## begin

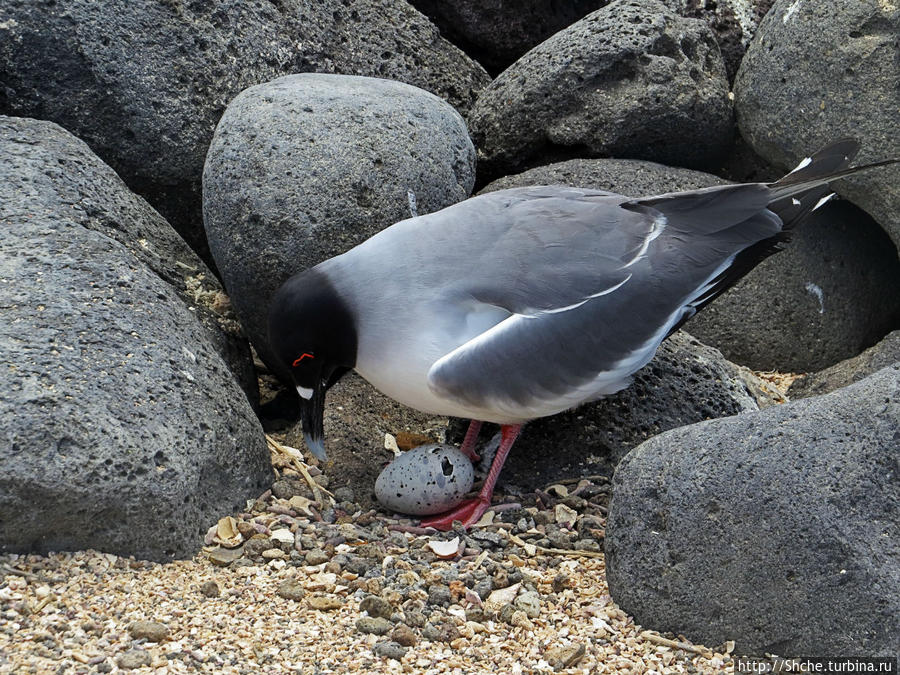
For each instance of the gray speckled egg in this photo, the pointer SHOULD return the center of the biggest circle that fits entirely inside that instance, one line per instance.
(425, 480)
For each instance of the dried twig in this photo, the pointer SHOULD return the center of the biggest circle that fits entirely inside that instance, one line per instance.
(556, 551)
(295, 463)
(674, 644)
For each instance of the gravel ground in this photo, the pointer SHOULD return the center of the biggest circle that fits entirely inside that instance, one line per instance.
(308, 582)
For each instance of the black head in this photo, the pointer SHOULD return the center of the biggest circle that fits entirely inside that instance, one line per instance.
(312, 334)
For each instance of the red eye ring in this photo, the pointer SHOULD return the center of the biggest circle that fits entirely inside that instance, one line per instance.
(304, 355)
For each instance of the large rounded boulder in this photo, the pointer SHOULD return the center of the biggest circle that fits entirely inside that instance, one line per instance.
(307, 166)
(124, 428)
(144, 82)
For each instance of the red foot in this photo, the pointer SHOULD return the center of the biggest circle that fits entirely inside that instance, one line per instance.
(468, 513)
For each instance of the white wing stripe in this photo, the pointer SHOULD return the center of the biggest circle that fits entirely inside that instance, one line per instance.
(557, 310)
(659, 224)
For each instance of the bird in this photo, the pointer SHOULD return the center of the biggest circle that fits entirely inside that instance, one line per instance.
(526, 302)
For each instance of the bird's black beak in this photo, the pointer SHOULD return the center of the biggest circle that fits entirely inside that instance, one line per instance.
(312, 414)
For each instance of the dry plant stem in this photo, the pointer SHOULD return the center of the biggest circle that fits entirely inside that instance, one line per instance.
(317, 489)
(674, 644)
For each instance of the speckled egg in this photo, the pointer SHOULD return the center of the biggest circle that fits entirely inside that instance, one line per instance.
(425, 480)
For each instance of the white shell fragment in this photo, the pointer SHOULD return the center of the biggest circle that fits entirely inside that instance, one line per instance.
(425, 480)
(444, 549)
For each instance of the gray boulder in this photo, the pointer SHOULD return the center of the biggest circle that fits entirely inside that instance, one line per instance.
(733, 22)
(632, 177)
(779, 530)
(124, 429)
(630, 80)
(144, 82)
(496, 32)
(827, 296)
(774, 317)
(817, 71)
(306, 166)
(882, 355)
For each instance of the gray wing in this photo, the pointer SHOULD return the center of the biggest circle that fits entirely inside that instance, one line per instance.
(540, 249)
(594, 290)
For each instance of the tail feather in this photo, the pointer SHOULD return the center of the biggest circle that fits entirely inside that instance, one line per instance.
(791, 198)
(797, 194)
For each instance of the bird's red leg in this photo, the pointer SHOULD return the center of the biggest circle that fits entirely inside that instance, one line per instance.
(468, 446)
(469, 512)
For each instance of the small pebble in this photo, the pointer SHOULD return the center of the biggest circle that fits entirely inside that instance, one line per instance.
(344, 494)
(134, 658)
(374, 625)
(391, 650)
(404, 635)
(324, 602)
(224, 556)
(560, 582)
(210, 589)
(561, 658)
(376, 606)
(530, 603)
(316, 557)
(152, 631)
(291, 589)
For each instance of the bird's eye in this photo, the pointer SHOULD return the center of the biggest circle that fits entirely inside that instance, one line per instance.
(304, 355)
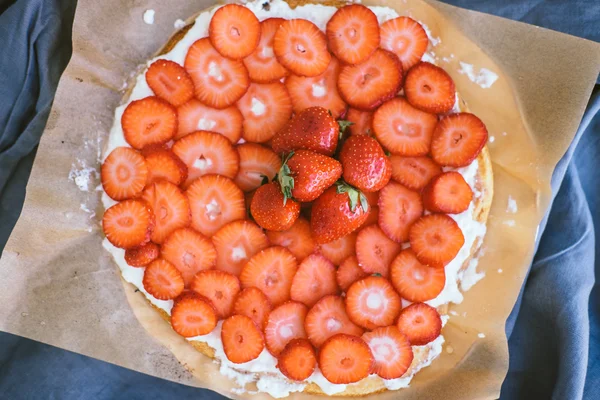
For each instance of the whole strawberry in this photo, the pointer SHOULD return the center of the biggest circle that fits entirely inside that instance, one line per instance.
(311, 129)
(306, 174)
(365, 164)
(340, 210)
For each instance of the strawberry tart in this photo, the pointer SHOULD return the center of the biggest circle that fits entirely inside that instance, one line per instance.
(299, 194)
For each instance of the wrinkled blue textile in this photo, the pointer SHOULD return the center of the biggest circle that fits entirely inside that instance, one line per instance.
(554, 330)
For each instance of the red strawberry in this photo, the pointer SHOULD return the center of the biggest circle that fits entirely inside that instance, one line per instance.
(162, 280)
(266, 108)
(285, 323)
(458, 139)
(253, 303)
(149, 121)
(311, 129)
(365, 86)
(170, 82)
(234, 31)
(171, 209)
(262, 65)
(391, 351)
(242, 340)
(214, 201)
(353, 33)
(271, 270)
(345, 359)
(301, 47)
(190, 252)
(338, 212)
(271, 210)
(365, 164)
(420, 323)
(219, 81)
(406, 38)
(399, 208)
(320, 90)
(236, 243)
(297, 239)
(403, 129)
(298, 360)
(447, 193)
(429, 88)
(195, 116)
(414, 281)
(314, 279)
(128, 224)
(436, 239)
(375, 251)
(124, 174)
(414, 172)
(143, 255)
(192, 315)
(327, 318)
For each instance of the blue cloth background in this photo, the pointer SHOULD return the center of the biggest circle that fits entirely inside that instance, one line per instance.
(554, 330)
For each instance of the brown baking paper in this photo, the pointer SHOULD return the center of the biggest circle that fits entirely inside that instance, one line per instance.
(58, 285)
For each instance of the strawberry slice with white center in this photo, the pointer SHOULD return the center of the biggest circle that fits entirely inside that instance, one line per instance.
(219, 81)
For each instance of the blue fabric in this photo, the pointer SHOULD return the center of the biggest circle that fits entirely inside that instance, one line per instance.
(554, 330)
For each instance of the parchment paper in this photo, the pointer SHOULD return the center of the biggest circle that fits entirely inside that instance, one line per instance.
(58, 286)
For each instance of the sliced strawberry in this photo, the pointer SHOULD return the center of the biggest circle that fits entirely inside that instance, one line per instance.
(236, 243)
(420, 323)
(143, 255)
(253, 303)
(195, 116)
(327, 318)
(162, 280)
(234, 31)
(170, 82)
(458, 139)
(214, 201)
(414, 281)
(272, 271)
(429, 88)
(365, 86)
(207, 153)
(403, 129)
(372, 302)
(406, 38)
(320, 90)
(242, 340)
(128, 224)
(314, 279)
(296, 239)
(399, 208)
(414, 172)
(266, 108)
(262, 64)
(256, 163)
(124, 174)
(149, 121)
(353, 33)
(436, 239)
(221, 288)
(219, 81)
(190, 252)
(447, 193)
(298, 360)
(391, 350)
(285, 323)
(345, 359)
(375, 251)
(338, 250)
(192, 315)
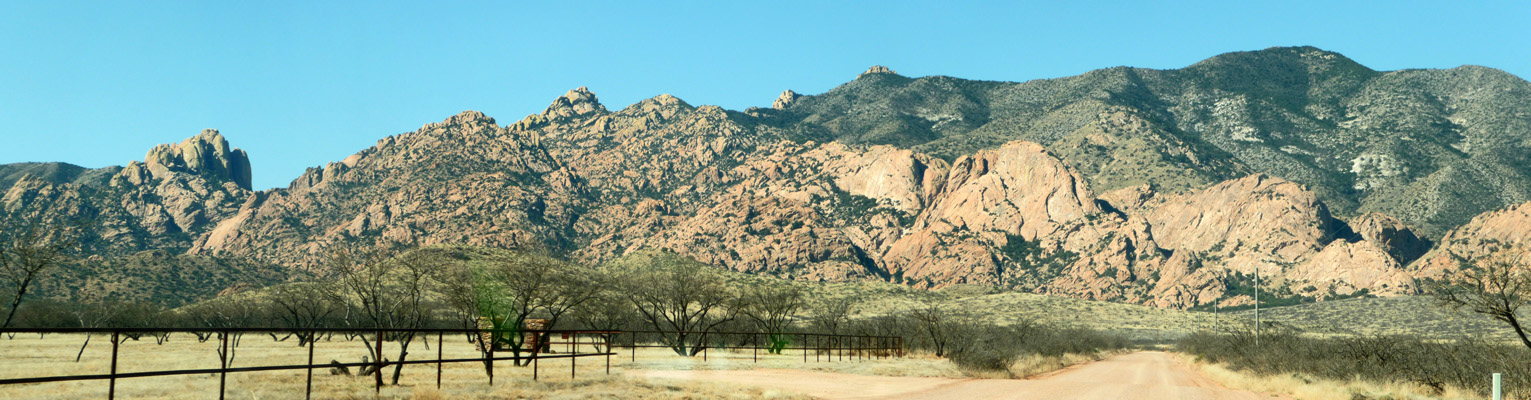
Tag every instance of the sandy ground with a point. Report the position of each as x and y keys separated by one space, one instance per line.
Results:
x=1149 y=374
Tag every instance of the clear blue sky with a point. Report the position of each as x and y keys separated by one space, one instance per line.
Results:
x=299 y=85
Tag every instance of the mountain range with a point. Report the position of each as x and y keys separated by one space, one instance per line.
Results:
x=1159 y=187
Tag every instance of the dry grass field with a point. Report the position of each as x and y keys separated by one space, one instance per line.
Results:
x=1407 y=316
x=28 y=356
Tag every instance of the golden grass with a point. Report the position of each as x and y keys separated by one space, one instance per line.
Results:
x=28 y=356
x=1305 y=386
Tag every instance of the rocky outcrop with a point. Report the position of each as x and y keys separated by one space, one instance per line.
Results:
x=1390 y=235
x=179 y=192
x=460 y=181
x=205 y=154
x=1260 y=215
x=784 y=100
x=878 y=69
x=1479 y=238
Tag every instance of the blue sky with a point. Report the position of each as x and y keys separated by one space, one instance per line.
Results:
x=303 y=83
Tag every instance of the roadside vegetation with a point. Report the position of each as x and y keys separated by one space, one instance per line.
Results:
x=683 y=305
x=1496 y=285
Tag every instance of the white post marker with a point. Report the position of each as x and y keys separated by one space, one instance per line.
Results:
x=1498 y=382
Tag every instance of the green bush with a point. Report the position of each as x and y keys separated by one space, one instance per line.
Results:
x=1464 y=363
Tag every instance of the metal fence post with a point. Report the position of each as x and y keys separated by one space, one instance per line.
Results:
x=438 y=357
x=222 y=365
x=1498 y=386
x=377 y=371
x=308 y=390
x=110 y=391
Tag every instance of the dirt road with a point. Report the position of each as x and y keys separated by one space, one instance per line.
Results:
x=1145 y=374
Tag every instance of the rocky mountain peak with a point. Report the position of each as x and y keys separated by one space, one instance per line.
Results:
x=574 y=103
x=205 y=154
x=786 y=100
x=876 y=69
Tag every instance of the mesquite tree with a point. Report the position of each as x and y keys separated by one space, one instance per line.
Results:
x=1496 y=285
x=23 y=256
x=680 y=298
x=772 y=307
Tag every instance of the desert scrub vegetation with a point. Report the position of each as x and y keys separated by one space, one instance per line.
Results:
x=1438 y=367
x=983 y=348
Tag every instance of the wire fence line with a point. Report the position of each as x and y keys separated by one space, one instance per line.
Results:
x=605 y=344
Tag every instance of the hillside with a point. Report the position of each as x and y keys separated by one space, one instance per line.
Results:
x=1155 y=187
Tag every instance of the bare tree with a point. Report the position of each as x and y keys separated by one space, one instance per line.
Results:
x=23 y=256
x=306 y=305
x=830 y=314
x=772 y=307
x=607 y=311
x=937 y=324
x=389 y=293
x=518 y=285
x=1496 y=285
x=680 y=298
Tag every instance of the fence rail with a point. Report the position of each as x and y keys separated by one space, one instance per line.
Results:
x=830 y=345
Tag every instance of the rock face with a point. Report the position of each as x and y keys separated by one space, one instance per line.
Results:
x=784 y=100
x=179 y=193
x=205 y=154
x=1392 y=235
x=1159 y=187
x=878 y=69
x=1479 y=238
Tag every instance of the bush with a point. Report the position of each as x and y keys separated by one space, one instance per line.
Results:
x=1433 y=363
x=986 y=348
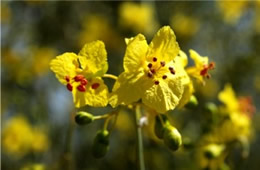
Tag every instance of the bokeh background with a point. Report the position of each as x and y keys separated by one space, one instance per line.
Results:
x=37 y=114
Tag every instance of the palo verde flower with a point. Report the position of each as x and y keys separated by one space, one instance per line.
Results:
x=201 y=68
x=151 y=72
x=82 y=74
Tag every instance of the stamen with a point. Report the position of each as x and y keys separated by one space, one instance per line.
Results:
x=69 y=87
x=150 y=74
x=164 y=76
x=78 y=78
x=67 y=78
x=162 y=63
x=81 y=88
x=150 y=65
x=95 y=85
x=84 y=82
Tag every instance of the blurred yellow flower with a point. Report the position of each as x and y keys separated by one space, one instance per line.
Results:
x=232 y=10
x=82 y=74
x=19 y=138
x=183 y=25
x=138 y=17
x=152 y=73
x=96 y=27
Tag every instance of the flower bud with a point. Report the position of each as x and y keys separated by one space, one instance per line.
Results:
x=159 y=126
x=211 y=108
x=193 y=102
x=212 y=151
x=84 y=118
x=101 y=144
x=172 y=138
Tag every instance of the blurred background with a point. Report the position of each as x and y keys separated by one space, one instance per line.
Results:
x=37 y=113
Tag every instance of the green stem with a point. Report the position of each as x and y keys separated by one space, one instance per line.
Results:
x=139 y=138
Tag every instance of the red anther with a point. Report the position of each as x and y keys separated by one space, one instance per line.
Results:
x=84 y=82
x=204 y=71
x=67 y=78
x=150 y=65
x=95 y=85
x=211 y=65
x=164 y=76
x=69 y=87
x=150 y=74
x=81 y=88
x=78 y=78
x=162 y=63
x=171 y=68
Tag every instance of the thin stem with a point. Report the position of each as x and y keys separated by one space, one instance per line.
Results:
x=139 y=138
x=111 y=76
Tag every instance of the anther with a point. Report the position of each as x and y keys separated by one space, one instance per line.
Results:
x=150 y=74
x=150 y=65
x=164 y=76
x=95 y=85
x=69 y=87
x=162 y=63
x=78 y=78
x=84 y=82
x=81 y=88
x=67 y=78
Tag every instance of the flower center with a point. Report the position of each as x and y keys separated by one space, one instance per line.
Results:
x=158 y=70
x=81 y=81
x=206 y=68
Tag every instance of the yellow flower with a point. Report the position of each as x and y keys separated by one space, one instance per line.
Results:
x=82 y=74
x=19 y=138
x=151 y=72
x=201 y=68
x=138 y=17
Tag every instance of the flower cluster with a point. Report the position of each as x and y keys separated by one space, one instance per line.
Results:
x=155 y=76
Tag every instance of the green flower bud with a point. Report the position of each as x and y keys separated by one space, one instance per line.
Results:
x=172 y=138
x=212 y=151
x=158 y=126
x=84 y=118
x=193 y=102
x=101 y=144
x=211 y=108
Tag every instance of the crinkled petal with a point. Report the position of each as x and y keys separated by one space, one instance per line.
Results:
x=164 y=45
x=93 y=97
x=64 y=65
x=127 y=89
x=136 y=51
x=93 y=59
x=165 y=96
x=198 y=60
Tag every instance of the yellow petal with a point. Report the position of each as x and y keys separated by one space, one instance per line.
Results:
x=228 y=97
x=164 y=45
x=64 y=65
x=198 y=60
x=126 y=89
x=165 y=96
x=93 y=58
x=135 y=53
x=93 y=97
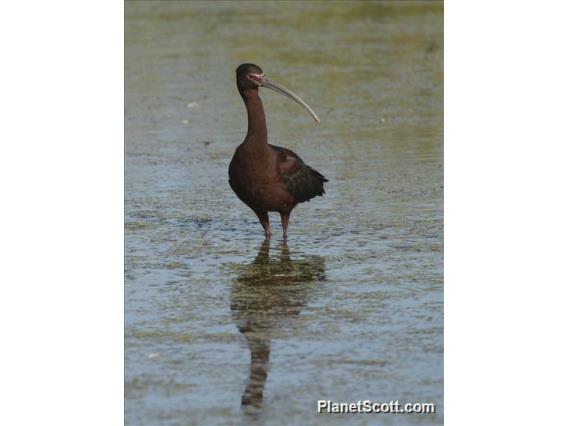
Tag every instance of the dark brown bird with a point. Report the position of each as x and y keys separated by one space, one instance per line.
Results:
x=269 y=178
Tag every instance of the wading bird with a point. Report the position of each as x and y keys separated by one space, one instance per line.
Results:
x=269 y=178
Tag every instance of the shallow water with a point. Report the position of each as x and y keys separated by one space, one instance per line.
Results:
x=223 y=328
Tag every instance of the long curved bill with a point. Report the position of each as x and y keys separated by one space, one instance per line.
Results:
x=265 y=82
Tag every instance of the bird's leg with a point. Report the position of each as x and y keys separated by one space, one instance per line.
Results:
x=285 y=217
x=263 y=218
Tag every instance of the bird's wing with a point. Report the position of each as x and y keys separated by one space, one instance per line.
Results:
x=302 y=181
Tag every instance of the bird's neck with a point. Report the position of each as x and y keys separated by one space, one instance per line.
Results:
x=257 y=133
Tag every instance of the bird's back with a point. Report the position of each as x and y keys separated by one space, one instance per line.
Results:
x=302 y=181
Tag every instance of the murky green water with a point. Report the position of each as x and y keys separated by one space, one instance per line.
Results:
x=351 y=308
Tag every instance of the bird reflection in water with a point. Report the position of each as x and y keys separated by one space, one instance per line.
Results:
x=266 y=298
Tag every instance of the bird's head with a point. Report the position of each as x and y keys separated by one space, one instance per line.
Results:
x=251 y=77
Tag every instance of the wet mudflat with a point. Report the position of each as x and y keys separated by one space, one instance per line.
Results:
x=222 y=327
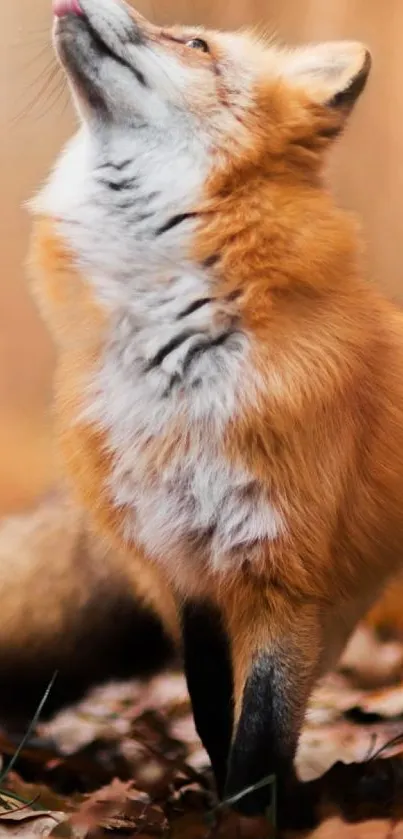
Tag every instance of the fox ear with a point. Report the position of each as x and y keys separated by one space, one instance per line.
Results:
x=332 y=74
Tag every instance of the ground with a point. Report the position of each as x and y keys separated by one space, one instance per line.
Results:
x=127 y=762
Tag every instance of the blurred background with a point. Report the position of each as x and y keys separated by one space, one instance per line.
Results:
x=366 y=171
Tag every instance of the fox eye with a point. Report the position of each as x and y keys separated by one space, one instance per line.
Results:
x=198 y=44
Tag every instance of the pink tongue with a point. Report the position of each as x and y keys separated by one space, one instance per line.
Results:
x=66 y=7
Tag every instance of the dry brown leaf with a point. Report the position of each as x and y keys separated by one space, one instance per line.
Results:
x=24 y=822
x=337 y=829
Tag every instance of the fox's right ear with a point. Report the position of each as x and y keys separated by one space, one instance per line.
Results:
x=333 y=74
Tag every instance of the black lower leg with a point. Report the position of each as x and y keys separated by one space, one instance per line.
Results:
x=209 y=676
x=266 y=738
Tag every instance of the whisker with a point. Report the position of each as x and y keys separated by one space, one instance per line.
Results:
x=50 y=74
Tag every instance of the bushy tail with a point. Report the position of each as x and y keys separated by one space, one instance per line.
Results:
x=70 y=603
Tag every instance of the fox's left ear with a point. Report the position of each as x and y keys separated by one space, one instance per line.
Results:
x=332 y=74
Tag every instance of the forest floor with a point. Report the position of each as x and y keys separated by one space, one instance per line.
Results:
x=126 y=762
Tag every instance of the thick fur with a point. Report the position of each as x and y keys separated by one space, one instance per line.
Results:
x=71 y=604
x=229 y=395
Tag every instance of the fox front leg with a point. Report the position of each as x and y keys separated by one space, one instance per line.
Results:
x=275 y=651
x=208 y=670
x=250 y=667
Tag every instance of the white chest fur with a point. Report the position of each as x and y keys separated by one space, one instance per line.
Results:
x=168 y=356
x=179 y=368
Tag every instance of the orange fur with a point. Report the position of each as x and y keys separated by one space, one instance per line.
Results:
x=318 y=424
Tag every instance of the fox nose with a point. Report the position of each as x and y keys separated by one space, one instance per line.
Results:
x=61 y=8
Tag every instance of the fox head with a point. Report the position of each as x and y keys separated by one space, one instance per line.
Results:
x=178 y=124
x=209 y=87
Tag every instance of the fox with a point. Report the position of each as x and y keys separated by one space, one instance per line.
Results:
x=229 y=388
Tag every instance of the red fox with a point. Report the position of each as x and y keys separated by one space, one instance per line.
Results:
x=229 y=393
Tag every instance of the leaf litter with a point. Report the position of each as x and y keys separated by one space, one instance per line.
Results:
x=127 y=761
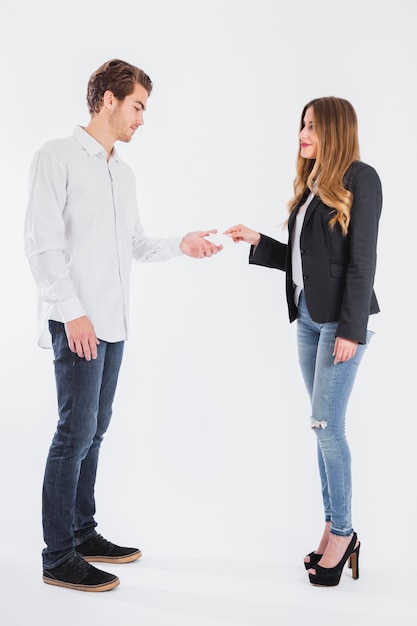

## end

Work required.
Pull out every line of the material above that contains the word "post", and copy each one in full.

Complete answer.
Tag every instance of the white post marker with a point. Report the position of each as x and y keys separated by one space, one instance per line.
Tag every instance of the metal fence post with a point. Report the position of each as x and y keys separated by one space, one instance per line.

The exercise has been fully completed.